(Source text begins)

I have surrendered. For ever I have denied the docs medication. Last week I decided It was the last resort and I needed it! I'm not going to justify myself - it will only make it harder. I'll be honest - like it or not!!
The meds are helping. I feel so clam, calmer than I have in I don't know how long... for me it's a mixture between being stoned and speeding. Calm like I'm stoned and clear and focused like I'm speeding.. can I ever be this without the meds? Does it matter?
I am confused about what to think bout this. I feel lots better and its only been 6 days! I've avoided these type of drugs because I have seen how hard it is too quit them. But i also know people who have decided that they will be on them forever... I have been through detox myself so i also know how it feels to "give something up"
Well at this moment all is well. My body is more relaxed, I am less reactive and more chill. It's a good break and I can tell my body needs it. My mind is still working overtime but I'm not obsessive.
Back to the dr monday - she will check me for the next month or so..... god i love being alive - I'll do anything to hang on here. It really is fantastic and I have accessed so little of it because of my depression and anxiety. Things are changing. i saw a kangaroo cross my path on my walk friday and I also got offered a job teaching swimming...
Thanks RevDrRon. I hope you're not too disappointed in me. I am using you affirmations 2x a day. All i can say is that at now my mind and body is calm enough to take the message in. I wish it had been different but this is how it is.

(Source text ends)
(Source data begins)

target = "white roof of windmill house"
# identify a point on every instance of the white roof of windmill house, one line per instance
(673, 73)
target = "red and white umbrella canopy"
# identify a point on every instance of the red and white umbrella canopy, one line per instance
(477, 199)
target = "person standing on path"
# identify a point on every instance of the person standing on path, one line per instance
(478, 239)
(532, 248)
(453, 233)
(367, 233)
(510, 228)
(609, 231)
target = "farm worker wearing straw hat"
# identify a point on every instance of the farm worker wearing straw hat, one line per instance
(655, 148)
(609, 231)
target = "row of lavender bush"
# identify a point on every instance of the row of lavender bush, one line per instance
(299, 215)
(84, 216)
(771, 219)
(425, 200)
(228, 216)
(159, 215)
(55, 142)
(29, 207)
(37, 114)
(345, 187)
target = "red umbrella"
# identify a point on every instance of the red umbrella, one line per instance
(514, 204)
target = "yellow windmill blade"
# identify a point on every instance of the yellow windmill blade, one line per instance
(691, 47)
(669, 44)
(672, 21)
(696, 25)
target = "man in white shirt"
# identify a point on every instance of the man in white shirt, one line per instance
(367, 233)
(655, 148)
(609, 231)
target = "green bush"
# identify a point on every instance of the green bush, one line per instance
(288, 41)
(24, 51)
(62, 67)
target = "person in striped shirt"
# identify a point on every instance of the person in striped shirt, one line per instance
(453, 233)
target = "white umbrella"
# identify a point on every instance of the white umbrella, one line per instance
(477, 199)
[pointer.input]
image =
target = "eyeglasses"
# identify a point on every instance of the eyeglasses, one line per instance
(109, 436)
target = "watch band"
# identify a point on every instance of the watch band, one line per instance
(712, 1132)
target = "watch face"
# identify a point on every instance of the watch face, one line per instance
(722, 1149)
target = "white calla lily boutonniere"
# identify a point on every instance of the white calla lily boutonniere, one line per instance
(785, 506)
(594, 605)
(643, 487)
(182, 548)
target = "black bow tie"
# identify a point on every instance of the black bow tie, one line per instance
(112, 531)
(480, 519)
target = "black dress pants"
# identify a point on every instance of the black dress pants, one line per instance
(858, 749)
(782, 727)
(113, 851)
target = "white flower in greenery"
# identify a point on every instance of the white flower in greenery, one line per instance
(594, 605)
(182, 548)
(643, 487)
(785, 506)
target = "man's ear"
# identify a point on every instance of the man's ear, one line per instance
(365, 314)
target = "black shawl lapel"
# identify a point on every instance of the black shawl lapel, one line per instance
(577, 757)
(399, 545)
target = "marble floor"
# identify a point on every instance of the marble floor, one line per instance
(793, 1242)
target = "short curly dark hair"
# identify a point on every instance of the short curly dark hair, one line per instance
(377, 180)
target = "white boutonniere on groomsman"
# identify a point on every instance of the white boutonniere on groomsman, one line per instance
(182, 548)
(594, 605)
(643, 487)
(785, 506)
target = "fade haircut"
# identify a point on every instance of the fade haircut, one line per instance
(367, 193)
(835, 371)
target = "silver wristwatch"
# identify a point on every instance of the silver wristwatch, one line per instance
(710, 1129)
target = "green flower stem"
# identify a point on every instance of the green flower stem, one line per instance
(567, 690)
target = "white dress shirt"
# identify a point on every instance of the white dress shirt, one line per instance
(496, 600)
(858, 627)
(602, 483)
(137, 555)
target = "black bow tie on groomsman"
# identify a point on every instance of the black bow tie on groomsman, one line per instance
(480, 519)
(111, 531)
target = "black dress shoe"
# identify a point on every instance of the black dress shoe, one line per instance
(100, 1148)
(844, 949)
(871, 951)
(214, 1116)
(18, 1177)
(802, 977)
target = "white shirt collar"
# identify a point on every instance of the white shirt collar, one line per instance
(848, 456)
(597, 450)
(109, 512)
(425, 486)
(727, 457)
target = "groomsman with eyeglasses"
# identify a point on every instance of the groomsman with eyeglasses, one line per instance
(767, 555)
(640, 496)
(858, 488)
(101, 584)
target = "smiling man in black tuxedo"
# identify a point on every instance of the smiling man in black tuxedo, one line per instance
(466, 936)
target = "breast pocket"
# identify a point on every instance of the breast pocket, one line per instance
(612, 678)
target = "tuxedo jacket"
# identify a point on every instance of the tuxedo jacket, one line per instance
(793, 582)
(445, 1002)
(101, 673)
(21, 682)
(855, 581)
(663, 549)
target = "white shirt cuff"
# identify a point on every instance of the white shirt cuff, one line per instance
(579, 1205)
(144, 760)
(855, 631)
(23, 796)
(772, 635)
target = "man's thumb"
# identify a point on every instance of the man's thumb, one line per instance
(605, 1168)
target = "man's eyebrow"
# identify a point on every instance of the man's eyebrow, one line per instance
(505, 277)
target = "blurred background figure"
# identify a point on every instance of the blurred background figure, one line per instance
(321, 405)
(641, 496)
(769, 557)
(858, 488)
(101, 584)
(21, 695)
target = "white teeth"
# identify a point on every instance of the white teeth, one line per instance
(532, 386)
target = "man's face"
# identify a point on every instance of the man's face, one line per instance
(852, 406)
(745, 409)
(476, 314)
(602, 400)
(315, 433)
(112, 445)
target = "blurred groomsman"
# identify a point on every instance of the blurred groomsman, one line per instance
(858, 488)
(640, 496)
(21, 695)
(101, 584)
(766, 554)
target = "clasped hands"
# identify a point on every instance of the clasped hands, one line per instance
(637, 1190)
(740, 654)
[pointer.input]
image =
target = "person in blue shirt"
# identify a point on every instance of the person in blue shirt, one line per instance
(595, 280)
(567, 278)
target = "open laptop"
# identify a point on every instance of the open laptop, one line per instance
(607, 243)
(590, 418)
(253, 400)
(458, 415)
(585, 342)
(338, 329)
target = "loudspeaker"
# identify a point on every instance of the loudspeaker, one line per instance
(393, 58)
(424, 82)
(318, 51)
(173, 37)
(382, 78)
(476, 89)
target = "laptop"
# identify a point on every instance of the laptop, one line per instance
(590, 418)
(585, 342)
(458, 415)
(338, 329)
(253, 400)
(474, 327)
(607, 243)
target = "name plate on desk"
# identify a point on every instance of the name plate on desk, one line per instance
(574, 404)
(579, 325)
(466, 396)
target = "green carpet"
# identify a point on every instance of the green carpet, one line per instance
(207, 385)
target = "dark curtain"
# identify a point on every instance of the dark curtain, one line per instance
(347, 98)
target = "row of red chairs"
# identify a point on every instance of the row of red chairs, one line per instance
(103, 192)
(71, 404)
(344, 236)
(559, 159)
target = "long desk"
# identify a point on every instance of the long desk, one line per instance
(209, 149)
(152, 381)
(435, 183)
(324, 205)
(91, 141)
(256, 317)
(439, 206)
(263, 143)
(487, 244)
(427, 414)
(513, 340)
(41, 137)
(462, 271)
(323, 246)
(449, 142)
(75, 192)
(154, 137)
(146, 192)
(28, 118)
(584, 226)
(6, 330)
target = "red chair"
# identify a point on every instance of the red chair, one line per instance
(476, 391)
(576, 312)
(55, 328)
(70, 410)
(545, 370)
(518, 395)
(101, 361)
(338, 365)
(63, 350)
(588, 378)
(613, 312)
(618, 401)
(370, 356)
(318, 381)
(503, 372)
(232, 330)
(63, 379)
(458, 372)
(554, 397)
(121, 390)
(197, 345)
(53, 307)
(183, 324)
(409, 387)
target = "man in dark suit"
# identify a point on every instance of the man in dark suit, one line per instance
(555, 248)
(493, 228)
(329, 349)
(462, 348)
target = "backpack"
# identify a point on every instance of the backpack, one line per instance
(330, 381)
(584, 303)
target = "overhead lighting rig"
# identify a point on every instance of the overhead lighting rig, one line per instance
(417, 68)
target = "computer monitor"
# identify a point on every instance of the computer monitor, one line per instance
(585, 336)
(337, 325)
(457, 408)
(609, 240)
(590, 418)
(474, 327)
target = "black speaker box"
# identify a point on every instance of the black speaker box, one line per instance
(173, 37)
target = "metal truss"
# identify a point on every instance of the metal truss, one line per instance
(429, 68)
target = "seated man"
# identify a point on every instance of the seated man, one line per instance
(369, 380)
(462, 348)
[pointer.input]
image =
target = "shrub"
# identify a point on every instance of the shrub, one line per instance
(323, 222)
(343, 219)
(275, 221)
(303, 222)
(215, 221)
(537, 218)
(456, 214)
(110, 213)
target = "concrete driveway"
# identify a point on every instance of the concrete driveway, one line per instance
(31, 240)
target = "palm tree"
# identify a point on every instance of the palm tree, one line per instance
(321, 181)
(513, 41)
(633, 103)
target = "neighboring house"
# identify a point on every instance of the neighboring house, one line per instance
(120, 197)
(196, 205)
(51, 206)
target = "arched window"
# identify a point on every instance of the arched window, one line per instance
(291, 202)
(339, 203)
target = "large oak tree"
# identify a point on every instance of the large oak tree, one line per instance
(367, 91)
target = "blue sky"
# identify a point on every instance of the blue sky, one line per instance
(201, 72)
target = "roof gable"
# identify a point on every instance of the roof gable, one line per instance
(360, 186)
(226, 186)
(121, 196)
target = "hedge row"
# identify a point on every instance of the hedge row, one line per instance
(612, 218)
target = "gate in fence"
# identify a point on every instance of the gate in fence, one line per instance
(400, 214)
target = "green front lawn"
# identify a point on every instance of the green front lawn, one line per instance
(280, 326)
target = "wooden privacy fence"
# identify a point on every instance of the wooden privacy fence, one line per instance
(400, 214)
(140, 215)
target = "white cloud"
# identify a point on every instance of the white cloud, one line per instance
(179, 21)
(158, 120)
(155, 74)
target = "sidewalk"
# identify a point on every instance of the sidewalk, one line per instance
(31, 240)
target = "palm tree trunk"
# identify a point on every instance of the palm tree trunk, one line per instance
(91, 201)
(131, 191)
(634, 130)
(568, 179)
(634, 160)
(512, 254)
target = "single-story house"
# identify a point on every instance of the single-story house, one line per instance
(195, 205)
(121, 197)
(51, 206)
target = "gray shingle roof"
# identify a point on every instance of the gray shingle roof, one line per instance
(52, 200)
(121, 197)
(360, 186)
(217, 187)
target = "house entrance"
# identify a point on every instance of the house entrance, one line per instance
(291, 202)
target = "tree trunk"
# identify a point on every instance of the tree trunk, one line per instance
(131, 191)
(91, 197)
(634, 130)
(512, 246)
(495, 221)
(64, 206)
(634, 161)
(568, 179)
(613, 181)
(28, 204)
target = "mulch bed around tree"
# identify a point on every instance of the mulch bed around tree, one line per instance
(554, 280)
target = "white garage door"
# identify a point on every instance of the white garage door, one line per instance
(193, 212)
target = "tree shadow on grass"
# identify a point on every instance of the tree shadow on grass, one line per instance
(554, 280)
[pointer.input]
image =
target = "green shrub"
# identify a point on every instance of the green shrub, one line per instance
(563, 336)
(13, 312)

(Source data ends)

■ Exercise goal: In the post about starting medication, what job was the writer offered?

■ Expected output: A job teaching swimming.